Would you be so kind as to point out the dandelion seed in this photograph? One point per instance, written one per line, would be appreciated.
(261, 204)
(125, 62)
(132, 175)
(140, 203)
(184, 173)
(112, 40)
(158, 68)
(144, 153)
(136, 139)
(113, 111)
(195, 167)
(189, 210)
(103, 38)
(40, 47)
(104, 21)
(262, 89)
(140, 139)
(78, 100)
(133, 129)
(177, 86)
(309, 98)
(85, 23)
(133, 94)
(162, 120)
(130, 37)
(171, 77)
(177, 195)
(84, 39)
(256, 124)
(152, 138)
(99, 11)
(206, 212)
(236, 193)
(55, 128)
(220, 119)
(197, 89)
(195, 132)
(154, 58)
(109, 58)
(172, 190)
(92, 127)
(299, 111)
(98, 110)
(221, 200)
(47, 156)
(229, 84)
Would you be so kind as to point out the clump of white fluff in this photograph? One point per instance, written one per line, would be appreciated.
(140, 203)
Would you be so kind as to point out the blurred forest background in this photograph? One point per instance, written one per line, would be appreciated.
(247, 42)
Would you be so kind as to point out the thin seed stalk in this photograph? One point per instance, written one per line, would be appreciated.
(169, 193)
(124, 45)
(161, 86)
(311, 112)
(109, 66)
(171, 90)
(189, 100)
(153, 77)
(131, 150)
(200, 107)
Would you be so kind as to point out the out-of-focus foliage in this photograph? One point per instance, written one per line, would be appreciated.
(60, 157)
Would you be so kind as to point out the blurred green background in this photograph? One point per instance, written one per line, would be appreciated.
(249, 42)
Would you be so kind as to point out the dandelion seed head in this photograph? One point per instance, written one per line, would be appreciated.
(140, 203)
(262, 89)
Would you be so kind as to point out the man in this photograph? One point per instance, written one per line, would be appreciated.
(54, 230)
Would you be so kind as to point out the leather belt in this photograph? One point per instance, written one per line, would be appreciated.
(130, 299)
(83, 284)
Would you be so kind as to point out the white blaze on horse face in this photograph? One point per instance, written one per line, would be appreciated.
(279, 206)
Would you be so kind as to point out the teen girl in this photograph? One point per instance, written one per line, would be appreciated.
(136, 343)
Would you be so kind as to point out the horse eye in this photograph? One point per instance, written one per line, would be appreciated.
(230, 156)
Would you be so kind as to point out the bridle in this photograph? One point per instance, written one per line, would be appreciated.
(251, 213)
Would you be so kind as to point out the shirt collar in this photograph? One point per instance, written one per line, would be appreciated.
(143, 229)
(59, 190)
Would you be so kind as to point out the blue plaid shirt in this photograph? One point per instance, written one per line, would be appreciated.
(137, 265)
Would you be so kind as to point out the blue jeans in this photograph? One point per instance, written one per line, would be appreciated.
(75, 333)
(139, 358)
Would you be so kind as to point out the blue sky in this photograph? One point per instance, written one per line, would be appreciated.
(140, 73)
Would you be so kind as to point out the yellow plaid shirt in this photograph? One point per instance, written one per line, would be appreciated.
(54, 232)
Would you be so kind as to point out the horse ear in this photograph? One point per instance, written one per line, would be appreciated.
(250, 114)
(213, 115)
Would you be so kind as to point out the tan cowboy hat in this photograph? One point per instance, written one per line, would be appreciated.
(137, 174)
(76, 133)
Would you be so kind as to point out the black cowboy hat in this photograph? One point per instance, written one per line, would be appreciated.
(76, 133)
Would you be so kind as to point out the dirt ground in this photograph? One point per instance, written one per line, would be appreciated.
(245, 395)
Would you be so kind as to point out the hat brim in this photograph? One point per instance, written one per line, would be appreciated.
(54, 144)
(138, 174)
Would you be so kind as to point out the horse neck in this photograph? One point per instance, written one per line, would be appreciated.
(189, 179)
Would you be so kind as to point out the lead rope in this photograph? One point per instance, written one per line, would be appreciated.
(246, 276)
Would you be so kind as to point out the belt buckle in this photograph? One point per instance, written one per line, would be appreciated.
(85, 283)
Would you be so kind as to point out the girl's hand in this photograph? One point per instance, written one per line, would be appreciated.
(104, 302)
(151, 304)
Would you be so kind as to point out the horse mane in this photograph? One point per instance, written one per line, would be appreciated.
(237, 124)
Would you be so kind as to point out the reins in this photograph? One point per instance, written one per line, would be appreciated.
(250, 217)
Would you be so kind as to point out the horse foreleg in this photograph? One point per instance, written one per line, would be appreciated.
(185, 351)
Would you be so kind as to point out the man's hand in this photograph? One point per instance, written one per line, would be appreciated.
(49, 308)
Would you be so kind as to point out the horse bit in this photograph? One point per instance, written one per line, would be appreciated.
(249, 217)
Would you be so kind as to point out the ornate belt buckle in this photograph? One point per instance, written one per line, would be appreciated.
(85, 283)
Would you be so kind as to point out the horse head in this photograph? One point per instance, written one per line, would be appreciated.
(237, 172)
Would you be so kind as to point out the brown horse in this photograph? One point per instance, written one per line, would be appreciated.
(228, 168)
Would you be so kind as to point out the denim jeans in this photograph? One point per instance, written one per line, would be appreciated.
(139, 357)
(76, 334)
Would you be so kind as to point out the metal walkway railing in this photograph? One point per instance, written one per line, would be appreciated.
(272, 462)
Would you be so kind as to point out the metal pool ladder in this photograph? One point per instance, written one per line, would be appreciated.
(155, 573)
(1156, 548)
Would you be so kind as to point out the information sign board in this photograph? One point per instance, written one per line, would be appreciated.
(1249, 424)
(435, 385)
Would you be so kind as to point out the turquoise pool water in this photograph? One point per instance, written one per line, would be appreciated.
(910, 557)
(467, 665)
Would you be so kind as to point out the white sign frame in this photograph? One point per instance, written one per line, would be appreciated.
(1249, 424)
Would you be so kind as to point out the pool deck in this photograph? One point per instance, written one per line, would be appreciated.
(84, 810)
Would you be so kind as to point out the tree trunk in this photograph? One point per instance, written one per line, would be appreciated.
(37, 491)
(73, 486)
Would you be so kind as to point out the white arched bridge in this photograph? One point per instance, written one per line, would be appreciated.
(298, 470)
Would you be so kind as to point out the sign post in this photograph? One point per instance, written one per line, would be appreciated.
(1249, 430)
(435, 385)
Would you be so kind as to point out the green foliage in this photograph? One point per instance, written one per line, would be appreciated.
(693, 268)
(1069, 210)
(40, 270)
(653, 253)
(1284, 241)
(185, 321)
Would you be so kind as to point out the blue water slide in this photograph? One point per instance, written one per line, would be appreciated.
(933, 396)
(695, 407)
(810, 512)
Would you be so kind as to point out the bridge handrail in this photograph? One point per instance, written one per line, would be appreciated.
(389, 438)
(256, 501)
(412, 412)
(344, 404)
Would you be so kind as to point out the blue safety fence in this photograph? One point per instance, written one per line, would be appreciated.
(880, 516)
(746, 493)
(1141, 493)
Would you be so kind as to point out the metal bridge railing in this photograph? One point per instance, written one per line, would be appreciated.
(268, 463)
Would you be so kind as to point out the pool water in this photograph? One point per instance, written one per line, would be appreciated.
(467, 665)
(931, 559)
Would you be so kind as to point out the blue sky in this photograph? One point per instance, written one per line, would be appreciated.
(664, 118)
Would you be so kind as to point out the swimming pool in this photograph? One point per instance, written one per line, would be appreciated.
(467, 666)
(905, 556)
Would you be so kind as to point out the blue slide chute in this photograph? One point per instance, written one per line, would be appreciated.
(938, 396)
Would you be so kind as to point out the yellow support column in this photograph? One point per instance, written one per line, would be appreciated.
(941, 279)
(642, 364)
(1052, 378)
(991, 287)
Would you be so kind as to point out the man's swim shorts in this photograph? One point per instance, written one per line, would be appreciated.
+++
Given exercise: Present every line of the listing above as a Markdown table with two columns, headed "Row" and "Line": number each row in the first column and put the line in the second, omitting blank lines.

Task answer:
| Row | Line |
|---|---|
| 1 | Would you be so kind as to point out the dandelion seed in this photograph? One point per instance, written one per line, would be appreciated. |
| 2 | (261, 204) |
| 3 | (125, 62) |
| 4 | (132, 175) |
| 5 | (140, 203) |
| 6 | (184, 173) |
| 7 | (112, 40) |
| 8 | (158, 68) |
| 9 | (144, 153) |
| 10 | (136, 139) |
| 11 | (113, 111) |
| 12 | (195, 167) |
| 13 | (189, 210) |
| 14 | (103, 38) |
| 15 | (40, 47) |
| 16 | (104, 21) |
| 17 | (262, 89) |
| 18 | (140, 139) |
| 19 | (78, 100) |
| 20 | (133, 129) |
| 21 | (177, 86) |
| 22 | (309, 98) |
| 23 | (85, 23) |
| 24 | (133, 94) |
| 25 | (162, 120) |
| 26 | (130, 37) |
| 27 | (171, 77) |
| 28 | (177, 195) |
| 29 | (84, 39) |
| 30 | (256, 124) |
| 31 | (152, 138) |
| 32 | (99, 11) |
| 33 | (206, 212) |
| 34 | (236, 193) |
| 35 | (55, 128) |
| 36 | (220, 119) |
| 37 | (197, 89) |
| 38 | (195, 132) |
| 39 | (154, 58) |
| 40 | (109, 58) |
| 41 | (172, 190) |
| 42 | (92, 127) |
| 43 | (299, 111) |
| 44 | (98, 110) |
| 45 | (221, 200) |
| 46 | (47, 156) |
| 47 | (229, 84) |
| 48 | Would you be so kind as to point out the clump of white fluff in this photograph? One point per instance, written one per line, would be appreciated. |
| 49 | (140, 203) |
| 50 | Would you be so kind as to point out the blurred forest background in this photograph? One point per instance, written one per line, would be appreciated. |
| 51 | (247, 42) |
| 52 | Would you be so kind as to point out the thin seed stalk in this photograph? One point per instance, written one per line, would be appreciated. |
| 53 | (169, 193) |
| 54 | (124, 45) |
| 55 | (161, 86) |
| 56 | (311, 112) |
| 57 | (109, 66) |
| 58 | (171, 90) |
| 59 | (189, 100) |
| 60 | (153, 77) |
| 61 | (131, 150) |
| 62 | (200, 107) |
| 63 | Would you be so kind as to point out the out-of-focus foliage in this photograph? One point per instance, written one per line, would be appreciated. |
| 64 | (60, 157) |
| 65 | Would you be so kind as to point out the blurred green background in this photograph? One point per instance, written one per line, would be appreciated. |
| 66 | (249, 42) |
| 67 | Would you be so kind as to point out the dandelion seed head in this photograph? One point per instance, written one per line, would be appreciated. |
| 68 | (140, 203) |
| 69 | (262, 89) |
| 70 | Would you be so kind as to point out the man in this photograph? One point per instance, written one per line, would be appreciated. |
| 71 | (54, 230) |
| 72 | Would you be so kind as to point out the leather belt in this photograph? One point per instance, written one per line, would be appreciated. |
| 73 | (130, 299) |
| 74 | (83, 284) |
| 75 | Would you be so kind as to point out the white blaze on horse face in this photograph? One point per instance, written one per line, would be appreciated. |
| 76 | (279, 206) |
| 77 | Would you be so kind as to point out the teen girl in this photograph? One point per instance, written one per line, would be appreciated. |
| 78 | (136, 343) |
| 79 | Would you be so kind as to point out the horse eye in this photograph? One point per instance, written one per line, would be appreciated. |
| 80 | (230, 156) |
| 81 | Would you be so kind as to point out the bridle in this photograph? One point per instance, written one per line, would be appreciated. |
| 82 | (251, 213) |
| 83 | Would you be so kind as to point out the shirt collar in this photograph? One point per instance, written one per line, would be appreciated. |
| 84 | (143, 229) |
| 85 | (59, 190) |
| 86 | Would you be so kind as to point out the blue plaid shirt in this photograph? One point per instance, written one per line, would be appreciated. |
| 87 | (137, 265) |
| 88 | Would you be so kind as to point out the blue jeans in this photograph? One point per instance, written one per line, would be appreciated. |
| 89 | (75, 333) |
| 90 | (139, 358) |
| 91 | Would you be so kind as to point out the blue sky in this photograph? One point per instance, written one per line, would be appreciated. |
| 92 | (140, 73) |
| 93 | Would you be so kind as to point out the yellow plaid shirt in this photograph? One point per instance, written one per line, would be appreciated. |
| 94 | (54, 232) |
| 95 | Would you be so kind as to point out the horse ear in this photograph? One point per instance, written one per line, would be appreciated. |
| 96 | (250, 114) |
| 97 | (213, 115) |
| 98 | Would you be so kind as to point out the tan cowboy hat in this photograph? One point per instance, written one per line, would be appreciated. |
| 99 | (137, 174) |
| 100 | (76, 133) |
| 101 | Would you be so kind as to point out the black cowboy hat in this photograph? One point per instance, written one per line, would be appreciated. |
| 102 | (76, 133) |
| 103 | Would you be so kind as to point out the dirt ground in this photograph? One point per instance, written one per line, would be appreciated. |
| 104 | (245, 395) |
| 105 | Would you be so kind as to point out the hat brim in this photograph? One point per instance, written one per line, would be appreciated. |
| 106 | (54, 144) |
| 107 | (138, 174) |
| 108 | Would you be so kind as to point out the horse neck in this photograph? One point per instance, written one per line, would be appreciated. |
| 109 | (189, 179) |
| 110 | Would you be so kind as to point out the lead rope in this photograph? One point per instance, written one per line, would be appreciated. |
| 111 | (246, 276) |
| 112 | Would you be so kind as to point out the belt buckle in this photograph? One point per instance, written one per line, would be appreciated. |
| 113 | (85, 283) |
| 114 | Would you be so kind as to point out the girl's hand in this photograph? One point per instance, written one per line, would be appreciated. |
| 115 | (104, 302) |
| 116 | (151, 304) |
| 117 | Would you be so kind as to point out the horse mane in this photograph? One point per instance, written one per line, would be appreciated. |
| 118 | (237, 124) |
| 119 | Would you be so kind as to point out the reins in this photograph? One point per instance, written one per line, would be appreciated. |
| 120 | (250, 217) |
| 121 | Would you be so kind as to point out the horse foreleg in this photograph? One point per instance, written one per line, would be appreciated. |
| 122 | (185, 351) |
| 123 | Would you be so kind as to point out the man's hand in this photograph? One point per instance, written one per line, would be appreciated. |
| 124 | (49, 308) |
| 125 | Would you be so kind as to point out the horse bit in this photograph? One point per instance, written one per line, would be appreciated. |
| 126 | (249, 217) |
| 127 | Would you be so kind as to point out the ornate belt buckle in this photograph? One point per instance, written one per line, would be appreciated. |
| 128 | (85, 283) |
| 129 | Would you be so kind as to point out the horse head in this photograph? One point per instance, written one per line, would be appreciated. |
| 130 | (237, 172) |
| 131 | Would you be so kind as to point out the brown horse in this photograph? One point per instance, written one per line, would be appreciated. |
| 132 | (228, 168) |
| 133 | Would you be so kind as to point out the denim jeans in this photograph? One point per instance, written one per line, would be appreciated. |
| 134 | (139, 357) |
| 135 | (76, 334) |
| 136 | Would you be so kind as to point out the metal walkway railing in this photograph? One point per instance, written one per line, would be appreciated. |
| 137 | (272, 462) |
| 138 | Would you be so kind as to point out the metal pool ladder in this photograph? One point per instance, written one per line, would be appreciated. |
| 139 | (155, 573) |
| 140 | (1156, 548) |
| 141 | Would you be so kind as to point out the information sign board in this photograph? One point per instance, written one per line, would be appreciated. |
| 142 | (1249, 424) |
| 143 | (435, 385) |
| 144 | Would you be so kind as to point out the turquoise pool water in this photograph? One point per instance, written one per line, would be appreciated. |
| 145 | (910, 557) |
| 146 | (467, 665) |
| 147 | Would you be so kind as to point out the white sign frame in this photograph? One point per instance, written one per line, would be appreciated. |
| 148 | (1249, 424) |
| 149 | Would you be so kind as to point out the pool deck in this photograph? One point per instance, written one per line, would be appreciated. |
| 150 | (84, 810) |
| 151 | Would you be so kind as to point out the tree trunk in this photograph? One point per instance, written one per line, would be appreciated. |
| 152 | (37, 491) |
| 153 | (73, 486) |
| 154 | Would you be so kind as to point out the white arched bridge in this photograph? One point per instance, written one per line, would be appreciated. |
| 155 | (298, 470) |
| 156 | Would you be so kind as to point out the sign post in this photograph? One point per instance, written one per line, would be appreciated. |
| 157 | (1249, 430) |
| 158 | (435, 385) |
| 159 | Would you be so kind as to point out the green foliage in this photograph? One point per instance, written one per line, would be appreciated. |
| 160 | (693, 268) |
| 161 | (1069, 210) |
| 162 | (40, 270) |
| 163 | (653, 253) |
| 164 | (1284, 241) |
| 165 | (185, 321) |
| 166 | Would you be so kind as to point out the blue water slide in this photograph? One point per instance, written one per line, would be appreciated. |
| 167 | (933, 396) |
| 168 | (695, 407) |
| 169 | (810, 512) |
| 170 | Would you be so kind as to point out the bridge handrail in this photograph? One point per instance, written one per line, would be appreciated. |
| 171 | (389, 438) |
| 172 | (256, 501) |
| 173 | (412, 412) |
| 174 | (344, 404) |
| 175 | Would you be so kind as to point out the blue safety fence in this photograph? One point per instance, written one per line, would be appreciated. |
| 176 | (880, 516) |
| 177 | (746, 493) |
| 178 | (1141, 493) |
| 179 | Would you be so kind as to point out the metal bridge railing in this photograph? One point per instance, written one per line, would be appreciated. |
| 180 | (268, 463) |
| 181 | Would you be so kind as to point out the pool water in this photograph? One point per instance, written one per line, would be appreciated. |
| 182 | (467, 665) |
| 183 | (931, 559) |
| 184 | Would you be so kind as to point out the blue sky in this photograph? One point per instance, written one per line, would be appreciated. |
| 185 | (664, 118) |
| 186 | Would you be so kind as to point out the swimming pool in this photograph? One point per instance, written one per line, would be appreciated. |
| 187 | (467, 666) |
| 188 | (905, 556) |
| 189 | Would you be so kind as to point out the blue slide chute in this photograph? One point per instance, written one per line, would be appreciated. |
| 190 | (938, 396) |
| 191 | Would you be so kind as to point out the yellow support column in this photograph? One point per instance, written one per line, would be appreciated. |
| 192 | (941, 279) |
| 193 | (642, 364) |
| 194 | (1052, 378) |
| 195 | (991, 287) |
| 196 | Would you be so kind as to point out the man's swim shorts in this photograph? One point per instance, written one per line, would be appreciated. |